Extracted text
4. Infrastructure Improvement: While communications, utilities, and efficient transportation can still be spotty in areas, it is much improved over what one would have experienced even a decade ago. In most metropolitan areas you will have most of the creature comforts that you experience in the United States.

5. Closed market systems opening up: Most successful emerging markets have been engaged in systematic reform of basic societal values we take for granted in the developed world. These include property rights, legal processes, and published regulations and statutes. In addition, specific reforms such as privatization of state-owned industry, relaxation of capital controls, and liberalization of rules regarding foreign direct investment are all encouraging growth and investment.

In order to meet increased consumer demand, many businesses are attempting to expand their geographic footprint and extend their value chain to an international level. The impact of globalization on business is best evidenced by the huge proliferation in cross-border transactions. In order to protect yields and maintain competitiveness, businesses are continuing to diversify their footprint as it lowers the beta factor on their investments by spreading risk across a broader market.

Tasks to complete
A) Write out the part of the emerging-markets passage that begins at the words "5. Closed market" and stops after "growth and investment.", word for word.
B) Answer these from the emerging-markets passage:
(i) Which three things does it say can still be spotty in some areas?
(ii) Which basic societal values does it list as areas of reform?
(iii) What does diversifying a business's footprint lower?

[Saved entries]
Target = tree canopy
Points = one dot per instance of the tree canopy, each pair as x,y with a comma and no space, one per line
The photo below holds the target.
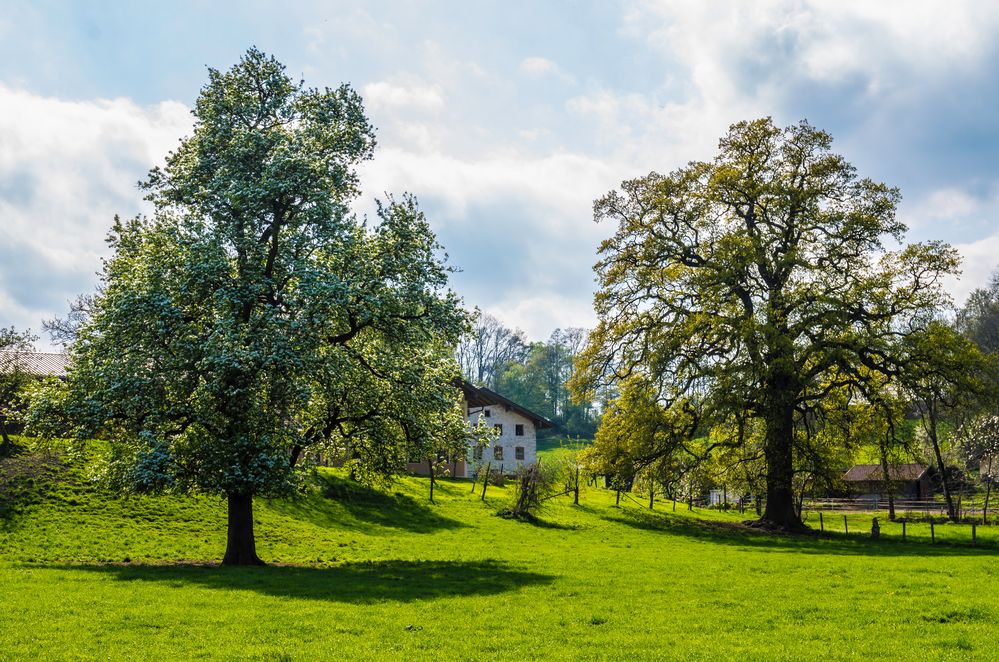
253,316
751,286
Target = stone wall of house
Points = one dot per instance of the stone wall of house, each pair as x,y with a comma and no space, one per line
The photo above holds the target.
508,440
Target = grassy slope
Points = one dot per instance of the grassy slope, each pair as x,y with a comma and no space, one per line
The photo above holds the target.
383,574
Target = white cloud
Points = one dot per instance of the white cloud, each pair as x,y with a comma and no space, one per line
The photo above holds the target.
980,259
413,96
540,67
66,168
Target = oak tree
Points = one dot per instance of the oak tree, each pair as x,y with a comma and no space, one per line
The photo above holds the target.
755,283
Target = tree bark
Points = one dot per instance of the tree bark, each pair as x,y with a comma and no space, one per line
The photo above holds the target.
780,511
889,492
931,431
430,464
6,444
988,492
241,547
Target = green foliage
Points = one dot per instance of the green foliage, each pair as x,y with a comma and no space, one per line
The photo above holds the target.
381,574
755,284
14,378
253,316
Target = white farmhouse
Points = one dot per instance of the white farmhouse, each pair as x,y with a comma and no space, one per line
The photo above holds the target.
517,443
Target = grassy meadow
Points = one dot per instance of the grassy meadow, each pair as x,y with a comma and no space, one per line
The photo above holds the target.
383,574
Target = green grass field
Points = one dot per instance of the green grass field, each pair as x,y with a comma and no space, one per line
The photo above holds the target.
382,574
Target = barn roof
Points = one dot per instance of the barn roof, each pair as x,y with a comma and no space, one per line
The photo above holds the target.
42,364
480,396
870,472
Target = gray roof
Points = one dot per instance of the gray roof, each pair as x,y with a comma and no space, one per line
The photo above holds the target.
42,364
865,472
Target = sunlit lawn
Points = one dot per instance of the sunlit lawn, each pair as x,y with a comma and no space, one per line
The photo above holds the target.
384,574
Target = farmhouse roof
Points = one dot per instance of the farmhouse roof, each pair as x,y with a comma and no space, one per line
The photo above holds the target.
42,364
871,472
480,396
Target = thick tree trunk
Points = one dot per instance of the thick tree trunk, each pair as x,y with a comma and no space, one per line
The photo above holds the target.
780,511
241,548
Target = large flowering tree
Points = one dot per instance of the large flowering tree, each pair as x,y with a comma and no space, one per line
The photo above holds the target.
253,316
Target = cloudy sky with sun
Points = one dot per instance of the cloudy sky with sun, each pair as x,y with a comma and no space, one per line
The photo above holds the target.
506,119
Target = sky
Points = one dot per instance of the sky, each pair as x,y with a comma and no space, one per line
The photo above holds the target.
505,119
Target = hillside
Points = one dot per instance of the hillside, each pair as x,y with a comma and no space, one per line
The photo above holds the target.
383,574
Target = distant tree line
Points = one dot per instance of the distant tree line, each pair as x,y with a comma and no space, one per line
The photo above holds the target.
533,374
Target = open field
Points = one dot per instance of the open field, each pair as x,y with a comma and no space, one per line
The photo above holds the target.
382,574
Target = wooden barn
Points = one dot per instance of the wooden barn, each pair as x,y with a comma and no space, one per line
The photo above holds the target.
908,481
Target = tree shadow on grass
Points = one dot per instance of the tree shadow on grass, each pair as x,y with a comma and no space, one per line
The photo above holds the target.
733,533
357,583
343,503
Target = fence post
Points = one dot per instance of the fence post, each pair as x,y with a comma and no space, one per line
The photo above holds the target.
485,482
575,499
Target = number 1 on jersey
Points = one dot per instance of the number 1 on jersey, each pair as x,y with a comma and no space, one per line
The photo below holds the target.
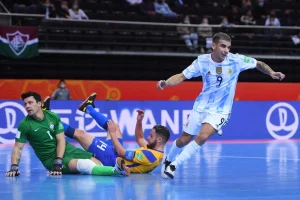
50,135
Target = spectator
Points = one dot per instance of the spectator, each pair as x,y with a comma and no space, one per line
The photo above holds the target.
189,35
134,2
289,18
163,8
76,13
272,21
46,8
234,15
61,93
225,22
248,19
205,32
24,6
260,10
296,39
147,7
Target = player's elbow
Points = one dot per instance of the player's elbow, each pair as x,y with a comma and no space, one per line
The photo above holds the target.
121,152
259,64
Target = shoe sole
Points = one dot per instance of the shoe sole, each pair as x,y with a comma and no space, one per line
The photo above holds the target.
121,163
169,175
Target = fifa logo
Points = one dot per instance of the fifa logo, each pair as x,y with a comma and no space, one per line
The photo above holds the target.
282,121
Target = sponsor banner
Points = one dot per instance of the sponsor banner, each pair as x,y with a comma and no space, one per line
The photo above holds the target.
146,90
18,42
249,120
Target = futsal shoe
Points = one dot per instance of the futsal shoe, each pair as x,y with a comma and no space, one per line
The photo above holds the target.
89,101
164,166
170,171
121,168
46,103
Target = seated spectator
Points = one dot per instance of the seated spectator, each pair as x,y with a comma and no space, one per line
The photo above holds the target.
248,19
296,39
189,35
24,6
134,2
205,32
289,18
272,21
163,8
61,93
147,7
234,15
225,22
246,5
260,10
47,9
62,10
76,13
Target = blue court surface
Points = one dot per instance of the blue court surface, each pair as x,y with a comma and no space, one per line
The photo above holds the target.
227,171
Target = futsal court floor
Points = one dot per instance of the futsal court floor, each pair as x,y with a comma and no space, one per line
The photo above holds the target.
232,170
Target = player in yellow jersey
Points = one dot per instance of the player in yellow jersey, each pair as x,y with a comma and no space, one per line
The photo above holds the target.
141,160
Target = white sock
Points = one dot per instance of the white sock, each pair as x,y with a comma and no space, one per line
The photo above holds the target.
187,153
85,166
173,152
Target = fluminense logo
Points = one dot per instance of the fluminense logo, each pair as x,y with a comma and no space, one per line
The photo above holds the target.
17,41
282,121
11,113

Correct answers
A)
5. Closed market systems opening up: Most successful emerging markets have been engaged in systematic reform of basic societal values we take for granted in the developed world. These include property rights, legal processes, and published regulations and statutes. In addition, specific reforms such as privatization of state-owned industry, relaxation of capital controls, and liberalization of rules regarding foreign direct investment are all encouraging growth and investment.

B)
(i) Communications, utilities, and efficient transportation.
(ii) Property rights, legal processes, and published regulations and statutes.
(iii) The beta factor on their investments.